* _Text passage_:
(begin)

Things can get a little confusing here so let's look at some examples:
@ex[
(parse 5)
(parse '5)
]
Here, both examples are really the same. When we write @racket['5],
that @racket[read]s it as @racket[5], so this is really the same
example and corresponds to an input program that just contains the
number @racket[5] and we are calling @racket[parse] with an argument
of @racket[5].
If the input program contained a quoted @racket[5], then it would be
@racket['5], which we would represent as an s-expression as
@racket[''5]. Note that this reads as @racket['(quote 5)], i.e. a
two-element list with the symbol @racket['quote] as the first element
and the number @racket[5] as the second. So when writing examples
where the input program itself uses @racket[quote] we will see this
kind of double quotation, and we are calling @racket[parse] with
a two-element list as the argument:
@margin-note{FIXME: langs needs to be update to parse this correctly.}
@ex[
(eval:error (parse ''5))]
This is saying that the input program was @racket['5]. Notice that it
gets parsed the same as @racket[5] by our parser.
If we were to parse the empty list, this should be considered a parse
error because it's like writing @racket[()] in Racket; it's not a valid
expression form:
@ex[
(eval:error (parse '()))]
However, if the empty list is quoted, i.e. @racket[''()], then we are
talking about the expression @racket['()], so this gets parsed as
@racket[(Lit '())]:
@ex[
(parse ''())]
It works similarly for pairs:
@margin-note{FIXME: langs needs to be update to parse second example correctly.}
@ex[
(eval:error (parse '(1 . 2)))
(eval:error (parse ''(1 . 2)))]
While these examples can be a bit confusing at first, implementing
this behavior is pretty simple. If the input is a
@racket[self-quoting-datum?], then we parse it as a @racket[Lit]
containing that datum. If the the input is a two-element list of the
form @racket[(list 'quote _d)] and @racket[_d] is a @racket[datum?],
the we parse it as a @racket[Lit] containing @racket[_d].
Note that @emph{if} the examples are confusing, the parser actually
explains what's going on in Racket. Somewhere down in the code that
implements @racket[read] is something equivalent to what we've done
here in @racket[parse] for handling self-quoting and explicitly quoted
datums. Also note that after the parsing phase, self-quoting and
quoted datums are unified as @racket[Lit]s and we no longer need to be
concerned with any distinctions that existed in the concrete syntax.
The only other changes to the parser are that we've added some new
unary and binary primitive names that the parser now recognizes for
things like @racket[cons], @racket[car], @racket[cons?], etc.

(end)

* _Supplied material_:
(begin)

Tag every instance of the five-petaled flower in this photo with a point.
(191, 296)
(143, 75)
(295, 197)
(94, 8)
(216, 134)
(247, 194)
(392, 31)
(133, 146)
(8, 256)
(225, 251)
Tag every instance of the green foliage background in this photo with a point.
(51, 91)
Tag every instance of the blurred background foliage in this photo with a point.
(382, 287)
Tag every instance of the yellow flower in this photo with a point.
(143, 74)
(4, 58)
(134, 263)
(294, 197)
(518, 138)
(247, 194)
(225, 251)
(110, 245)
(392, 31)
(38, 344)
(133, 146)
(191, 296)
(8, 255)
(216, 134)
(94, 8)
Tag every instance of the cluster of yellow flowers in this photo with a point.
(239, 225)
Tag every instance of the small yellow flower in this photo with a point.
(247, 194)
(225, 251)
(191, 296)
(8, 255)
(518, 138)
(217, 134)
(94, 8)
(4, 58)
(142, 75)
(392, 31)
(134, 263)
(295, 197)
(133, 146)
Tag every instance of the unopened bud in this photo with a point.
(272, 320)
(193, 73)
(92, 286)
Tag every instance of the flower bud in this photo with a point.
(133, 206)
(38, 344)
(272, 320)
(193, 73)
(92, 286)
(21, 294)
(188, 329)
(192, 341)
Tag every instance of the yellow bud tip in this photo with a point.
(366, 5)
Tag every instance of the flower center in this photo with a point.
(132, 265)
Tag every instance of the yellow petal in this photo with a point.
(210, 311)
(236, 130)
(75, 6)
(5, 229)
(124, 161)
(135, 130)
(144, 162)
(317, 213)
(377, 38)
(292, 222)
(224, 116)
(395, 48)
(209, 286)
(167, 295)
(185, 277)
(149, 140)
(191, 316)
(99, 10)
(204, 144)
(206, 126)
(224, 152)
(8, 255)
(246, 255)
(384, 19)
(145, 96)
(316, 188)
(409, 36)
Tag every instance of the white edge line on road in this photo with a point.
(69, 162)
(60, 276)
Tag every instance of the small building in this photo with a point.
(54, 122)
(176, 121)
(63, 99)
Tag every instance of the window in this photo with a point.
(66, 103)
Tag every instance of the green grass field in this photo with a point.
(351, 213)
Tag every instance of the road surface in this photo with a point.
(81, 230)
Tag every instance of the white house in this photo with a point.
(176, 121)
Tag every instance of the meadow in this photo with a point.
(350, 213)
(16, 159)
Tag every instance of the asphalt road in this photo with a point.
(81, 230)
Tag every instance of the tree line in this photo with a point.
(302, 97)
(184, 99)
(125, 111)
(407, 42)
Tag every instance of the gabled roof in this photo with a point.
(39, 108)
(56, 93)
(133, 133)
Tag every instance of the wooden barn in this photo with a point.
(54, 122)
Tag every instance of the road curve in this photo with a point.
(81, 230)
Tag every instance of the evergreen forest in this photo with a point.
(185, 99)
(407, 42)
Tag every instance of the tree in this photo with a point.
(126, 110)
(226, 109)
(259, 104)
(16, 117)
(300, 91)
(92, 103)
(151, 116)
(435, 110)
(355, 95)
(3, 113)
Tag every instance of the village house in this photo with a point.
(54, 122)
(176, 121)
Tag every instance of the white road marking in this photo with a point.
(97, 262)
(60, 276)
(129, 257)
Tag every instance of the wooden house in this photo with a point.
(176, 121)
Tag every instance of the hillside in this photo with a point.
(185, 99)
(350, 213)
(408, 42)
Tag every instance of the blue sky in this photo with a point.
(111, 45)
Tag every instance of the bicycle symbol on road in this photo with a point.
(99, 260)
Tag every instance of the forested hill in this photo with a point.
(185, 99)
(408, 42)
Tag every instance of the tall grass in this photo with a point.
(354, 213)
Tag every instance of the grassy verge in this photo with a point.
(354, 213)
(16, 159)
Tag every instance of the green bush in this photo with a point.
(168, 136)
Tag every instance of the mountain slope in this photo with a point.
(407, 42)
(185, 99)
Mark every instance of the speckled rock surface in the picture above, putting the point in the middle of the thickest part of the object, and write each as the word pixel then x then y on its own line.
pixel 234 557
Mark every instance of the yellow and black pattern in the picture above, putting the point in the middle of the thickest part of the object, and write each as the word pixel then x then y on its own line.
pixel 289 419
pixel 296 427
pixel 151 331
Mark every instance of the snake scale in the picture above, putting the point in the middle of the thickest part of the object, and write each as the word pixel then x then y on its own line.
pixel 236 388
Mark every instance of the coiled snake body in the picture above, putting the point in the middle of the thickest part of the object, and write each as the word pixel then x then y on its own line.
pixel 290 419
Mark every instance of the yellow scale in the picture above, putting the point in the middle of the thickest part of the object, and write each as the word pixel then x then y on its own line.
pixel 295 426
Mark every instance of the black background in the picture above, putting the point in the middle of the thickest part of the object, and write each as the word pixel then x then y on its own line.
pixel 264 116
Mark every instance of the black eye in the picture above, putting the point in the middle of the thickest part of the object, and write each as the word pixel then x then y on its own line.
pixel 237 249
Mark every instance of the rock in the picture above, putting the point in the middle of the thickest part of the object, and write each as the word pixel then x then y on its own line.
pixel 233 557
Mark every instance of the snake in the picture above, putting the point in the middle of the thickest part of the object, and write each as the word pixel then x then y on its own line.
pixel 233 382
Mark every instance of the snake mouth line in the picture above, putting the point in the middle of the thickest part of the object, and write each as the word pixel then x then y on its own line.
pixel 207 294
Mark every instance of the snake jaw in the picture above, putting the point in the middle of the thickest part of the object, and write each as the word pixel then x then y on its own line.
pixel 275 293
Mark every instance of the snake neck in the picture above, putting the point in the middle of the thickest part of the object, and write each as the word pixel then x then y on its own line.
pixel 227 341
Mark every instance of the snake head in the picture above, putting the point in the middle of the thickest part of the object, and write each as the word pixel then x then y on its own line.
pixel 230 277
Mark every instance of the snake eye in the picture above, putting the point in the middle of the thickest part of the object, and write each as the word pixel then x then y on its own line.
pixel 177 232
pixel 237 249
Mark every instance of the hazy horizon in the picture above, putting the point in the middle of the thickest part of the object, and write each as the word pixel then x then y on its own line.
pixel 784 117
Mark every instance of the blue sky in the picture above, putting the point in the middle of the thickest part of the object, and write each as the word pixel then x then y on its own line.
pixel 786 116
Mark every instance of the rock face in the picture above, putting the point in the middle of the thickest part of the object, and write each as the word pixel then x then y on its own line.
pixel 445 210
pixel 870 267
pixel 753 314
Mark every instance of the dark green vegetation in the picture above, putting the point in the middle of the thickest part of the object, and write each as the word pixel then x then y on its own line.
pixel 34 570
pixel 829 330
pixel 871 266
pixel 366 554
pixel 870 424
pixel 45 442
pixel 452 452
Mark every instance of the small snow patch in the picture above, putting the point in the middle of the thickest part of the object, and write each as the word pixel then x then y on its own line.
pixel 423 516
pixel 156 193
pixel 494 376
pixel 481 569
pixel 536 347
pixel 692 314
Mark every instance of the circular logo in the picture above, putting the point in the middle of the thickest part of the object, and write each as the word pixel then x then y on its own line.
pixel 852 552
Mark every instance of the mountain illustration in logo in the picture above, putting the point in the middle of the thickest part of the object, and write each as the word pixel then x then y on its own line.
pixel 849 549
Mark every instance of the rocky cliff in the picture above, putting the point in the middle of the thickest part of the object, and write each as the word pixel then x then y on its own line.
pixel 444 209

(end)

* _Short problem 1_:
Can you change the passage on parsing quoted datums from "If the input program" up to and including "by our parser." so that "input program" becomes "source program"?
* _Short problem 2_:
How would the passage on parsing quoted datums continue after its final sentence? Write what comes next.
You won't need the items for this work.

* _Reply 1_:
If the source program contained a quoted @racket[5], then it would be
@racket['5], which we would represent as an s-expression as
@racket[''5]. Note that this reads as @racket['(quote 5)], i.e. a
two-element list with the symbol @racket['quote] as the first element
and the number @racket[5] as the second. So when writing examples
where the source program itself uses @racket[quote] we will see this
kind of double quotation, and we are calling @racket[parse] with
a two-element list as the argument:
@margin-note{FIXME: langs needs to be update to parse this correctly.}
@ex[
(eval:error (parse ''5))]
This is saying that the source program was @racket['5]. Notice that it
gets parsed the same as @racket[5] by our parser.

* _Reply 2_:
@codeblock-include["hustle/parse.rkt"]
@section[#:tag-prefix prefix]{Meaning of @this-lang programs, implicitly}
To extend our interpreter, we can follow the same pattern we've been
following so far. We have new kinds of values such as pairs, boxes,
and the empty list, so we have to think about how to represent them,
but the natural thing to do is to represent them with the
corresponding kind of value from Racket. Just as we represent Hustle
booleans with Racket booleans, Hustle integers with Racket integers,
and so on, we can also represent Hustle pairs with Racket pairs. We
can represent Hustle boxes with Racket boxes. We can represent
Hustle's empty list with Racket's empty list.
Under this choice of representation, there's very little to do in
the interpreter. We only need to update the interpretation of
primitives to account for our new primitives such as @racket[cons],
@racket[car], etc. And how should these primitives be interpreted?
Using their Racket counterparts of course!
@codeblock-include["hustle/interp-prim.rkt"]
@margin-note{FIXME}
We can try it out:
@ex[
(interp (parse '(cons 1 2)))
(interp (parse '(car (cons 1 2))))
(interp (parse '(cdr (cons 1 2))))
(eval:error (interp (parse '(car '(1 . 2)))))
(eval:error (interp (parse '(cdr '(1 . 2)))))
(interp (parse '(let ((x (cons 1 2)))
(+ (car x) (cdr x)))))
]
Now while this is a perfectly good specification, this interpreter
doesn't really shed light on how constructing inductive data works
because it simply uses the mechanism of the defining language to
construct it. Inductively defined data is easy to model in this
interpreter because we can rely on the mechanisms provided for
constructing inductively defined data at the meta-level of Racket.
The real trickiness comes when we want to model such data in an
impoverished setting that doesn't have such things, which of course is
the case in assembly.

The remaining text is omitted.